*Given task A*. State how many lines of the records contain the string "green", with case counting. Give only the number.

# LAB10

Use reinforcement learning to devise a tic-tac-toe player.

### Deadlines:

* Submission: [Dies Natalis Solis Invicti](https://en.wikipedia.org/wiki/Sol_Invictus)
* Reviews: [Befana](https://en.wikipedia.org/wiki/Befana)

Notes:

* Reviews will be assigned  on Monday, December 4
* You need to commit in order to be selected as a reviewer (ie. better to commit an empty work than not to commit)

In [33]:
from itertools import combinations
from collections import namedtuple, defaultdict
from random import choice
from copy import deepcopy
from tqdm.auto import tqdm
import numpy as np

In [71]:
State = namedtuple('State', ['x', 'o'])
value_dictionary_x = defaultdict(float)
value_dictionary_o = defaultdict(float)
Wins = 0
Loses = 0
Draws = 0

In [35]:
MAGIC = [2, 7, 6, 
         9, 5, 1, 
         4, 3, 8]

In [67]:
def print_board(pos):
    """Nicely prints the board"""
    for r in range(3):
        for c in range(3):
            i = r * 3 + c
            if MAGIC[i] in pos.x:
                print('X ', end='')
            elif MAGIC[i] in pos.o:
                print('O ', end='')
            else:
                print('. ', end='')
        print()
    print()

In [37]:
def win(elements):
    """Checks is elements is winning"""
    return any(sum(c) == 15 for c in combinations(elements, 3))

# AI X player

In [38]:
def state_value_x(pos: State):
    """Evaluate state: +1 first player wins"""
    if win(pos.x):
        return 1
    elif win(pos.o):
        return -1
    else:
        return 0

# Make move function for X player 

In [39]:
def make_move_x(state, available):
    
    max_val = float('-inf')
    move = None
    bool = 1

    for tmp in available:

        next_state_x = state.x.union({tmp})
        hashable_next_state = (frozenset(next_state_x), frozenset(state.o))

        if hashable_next_state in value_dictionary_x:
            if value_dictionary_x[hashable_next_state] > max_val:
                max_val = value_dictionary_x[hashable_next_state]
                move = tmp
                bool = 0
    
    if bool: 
        move = choice(list(available))

    return move

# Training phase for X player 

In [40]:
def training_game_x():
    trajectory = list()
    state = State(set(), set())
    available = set(range(1, 9+1))
    while available:

        """x turn"""
        x = choice(list(available))
        state.x.add(x)
        trajectory.append(deepcopy(state))
        available.remove(x)

        if win(state.x) or not available:
            break
    
        """o turn"""
        o = choice(list(available))
        state.o.add(o)
        trajectory.append(deepcopy(state))
        available.remove(o)

        if win(state.o):
            break
        
    return trajectory

In [41]:
"""First training"""

epsilon = 0.001

for steps in tqdm(range(1_000_000)):
    trajectory = training_game_x()

*Given task B*. Decide whether each statement below agrees with the tic-tac-toe lab text. For each, answer yes or no and quote the deciding words of the text. (i) The first training loop runs for one million steps. (ii) Epsilon is set to 0.01. (iii) Someone who has not committed can still be selected as a reviewer.

(Bounding box annotation entries)
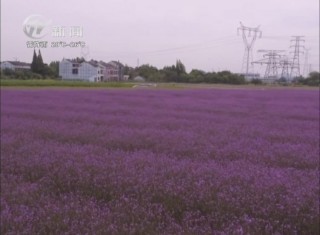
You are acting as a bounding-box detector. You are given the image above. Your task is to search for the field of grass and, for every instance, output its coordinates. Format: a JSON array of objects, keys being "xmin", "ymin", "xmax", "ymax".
[{"xmin": 1, "ymin": 88, "xmax": 319, "ymax": 235}]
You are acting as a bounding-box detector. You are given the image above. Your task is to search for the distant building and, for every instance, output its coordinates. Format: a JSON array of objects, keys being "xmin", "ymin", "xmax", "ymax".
[
  {"xmin": 0, "ymin": 61, "xmax": 31, "ymax": 71},
  {"xmin": 99, "ymin": 61, "xmax": 125, "ymax": 82},
  {"xmin": 238, "ymin": 73, "xmax": 261, "ymax": 81},
  {"xmin": 59, "ymin": 59, "xmax": 128, "ymax": 82},
  {"xmin": 59, "ymin": 59, "xmax": 105, "ymax": 82},
  {"xmin": 133, "ymin": 76, "xmax": 146, "ymax": 82}
]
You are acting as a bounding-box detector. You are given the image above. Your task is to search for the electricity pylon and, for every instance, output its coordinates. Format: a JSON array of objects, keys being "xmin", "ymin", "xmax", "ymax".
[
  {"xmin": 280, "ymin": 56, "xmax": 292, "ymax": 80},
  {"xmin": 290, "ymin": 36, "xmax": 305, "ymax": 79},
  {"xmin": 238, "ymin": 22, "xmax": 262, "ymax": 77},
  {"xmin": 303, "ymin": 48, "xmax": 310, "ymax": 77},
  {"xmin": 252, "ymin": 50, "xmax": 285, "ymax": 81}
]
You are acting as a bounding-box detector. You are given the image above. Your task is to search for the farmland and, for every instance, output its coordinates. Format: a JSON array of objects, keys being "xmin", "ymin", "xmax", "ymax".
[{"xmin": 1, "ymin": 88, "xmax": 319, "ymax": 234}]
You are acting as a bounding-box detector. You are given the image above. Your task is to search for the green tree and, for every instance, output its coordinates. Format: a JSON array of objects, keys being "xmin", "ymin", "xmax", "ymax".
[{"xmin": 176, "ymin": 60, "xmax": 186, "ymax": 76}]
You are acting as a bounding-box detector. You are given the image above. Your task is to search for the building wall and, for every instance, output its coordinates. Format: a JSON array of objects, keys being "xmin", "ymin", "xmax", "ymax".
[
  {"xmin": 104, "ymin": 62, "xmax": 123, "ymax": 81},
  {"xmin": 1, "ymin": 61, "xmax": 14, "ymax": 70},
  {"xmin": 59, "ymin": 60, "xmax": 103, "ymax": 82}
]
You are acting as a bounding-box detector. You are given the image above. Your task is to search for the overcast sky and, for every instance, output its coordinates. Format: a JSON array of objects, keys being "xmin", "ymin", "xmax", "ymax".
[{"xmin": 1, "ymin": 0, "xmax": 319, "ymax": 72}]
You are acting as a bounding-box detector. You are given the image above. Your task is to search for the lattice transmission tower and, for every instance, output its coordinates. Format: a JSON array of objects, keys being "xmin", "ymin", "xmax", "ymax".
[
  {"xmin": 252, "ymin": 50, "xmax": 285, "ymax": 81},
  {"xmin": 290, "ymin": 36, "xmax": 305, "ymax": 79},
  {"xmin": 238, "ymin": 22, "xmax": 262, "ymax": 78}
]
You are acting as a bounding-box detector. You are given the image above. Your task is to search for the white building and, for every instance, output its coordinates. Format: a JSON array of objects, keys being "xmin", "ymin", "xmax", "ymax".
[
  {"xmin": 0, "ymin": 61, "xmax": 31, "ymax": 71},
  {"xmin": 59, "ymin": 59, "xmax": 105, "ymax": 82}
]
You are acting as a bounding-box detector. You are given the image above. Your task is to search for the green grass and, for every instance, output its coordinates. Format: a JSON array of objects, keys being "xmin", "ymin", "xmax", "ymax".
[{"xmin": 0, "ymin": 79, "xmax": 134, "ymax": 88}]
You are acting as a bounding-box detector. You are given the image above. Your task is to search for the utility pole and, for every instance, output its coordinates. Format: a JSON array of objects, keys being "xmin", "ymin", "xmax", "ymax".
[
  {"xmin": 290, "ymin": 36, "xmax": 305, "ymax": 79},
  {"xmin": 252, "ymin": 50, "xmax": 285, "ymax": 81},
  {"xmin": 238, "ymin": 22, "xmax": 262, "ymax": 79}
]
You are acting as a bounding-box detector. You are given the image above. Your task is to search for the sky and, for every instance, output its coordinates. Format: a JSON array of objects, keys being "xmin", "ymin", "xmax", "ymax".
[{"xmin": 0, "ymin": 0, "xmax": 319, "ymax": 73}]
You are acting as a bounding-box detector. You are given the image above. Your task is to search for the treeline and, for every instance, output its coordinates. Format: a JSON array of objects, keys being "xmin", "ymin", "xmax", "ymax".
[{"xmin": 125, "ymin": 60, "xmax": 246, "ymax": 84}]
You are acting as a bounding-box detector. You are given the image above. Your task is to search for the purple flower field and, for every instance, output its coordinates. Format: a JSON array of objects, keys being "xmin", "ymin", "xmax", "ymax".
[{"xmin": 1, "ymin": 89, "xmax": 319, "ymax": 235}]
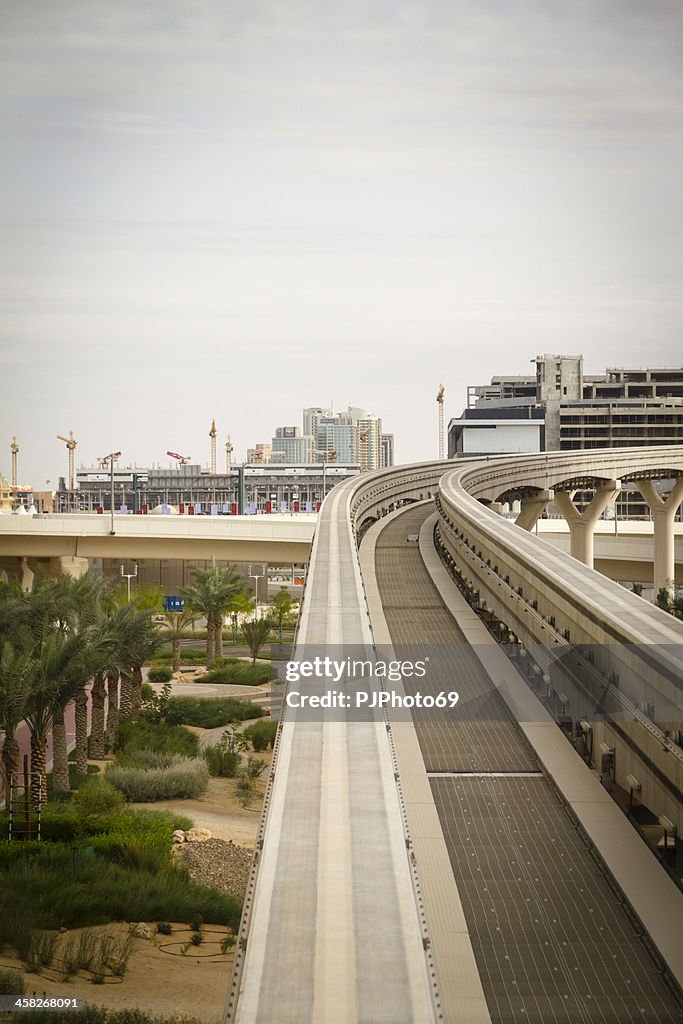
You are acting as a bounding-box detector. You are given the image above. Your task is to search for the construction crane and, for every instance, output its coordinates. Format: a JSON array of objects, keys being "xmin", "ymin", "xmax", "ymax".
[
  {"xmin": 166, "ymin": 452, "xmax": 191, "ymax": 466},
  {"xmin": 9, "ymin": 437, "xmax": 19, "ymax": 498},
  {"xmin": 97, "ymin": 452, "xmax": 121, "ymax": 469},
  {"xmin": 436, "ymin": 384, "xmax": 445, "ymax": 459},
  {"xmin": 57, "ymin": 430, "xmax": 78, "ymax": 490},
  {"xmin": 209, "ymin": 420, "xmax": 216, "ymax": 476},
  {"xmin": 360, "ymin": 427, "xmax": 370, "ymax": 472}
]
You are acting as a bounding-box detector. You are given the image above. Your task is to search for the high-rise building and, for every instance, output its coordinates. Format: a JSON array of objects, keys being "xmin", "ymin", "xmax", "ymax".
[
  {"xmin": 449, "ymin": 355, "xmax": 683, "ymax": 458},
  {"xmin": 381, "ymin": 434, "xmax": 393, "ymax": 469},
  {"xmin": 272, "ymin": 427, "xmax": 314, "ymax": 463}
]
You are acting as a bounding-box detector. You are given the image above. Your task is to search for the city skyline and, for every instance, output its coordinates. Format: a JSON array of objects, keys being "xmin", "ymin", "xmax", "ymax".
[{"xmin": 0, "ymin": 0, "xmax": 683, "ymax": 488}]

*Exercise answer A*. 2

*Exercise answer B*.
(i) Yes: "for steps in tqdm(range(1_000_000)):"
(ii) No: "epsilon = 0.001"
(iii) No: "You need to commit in order to be selected as a reviewer"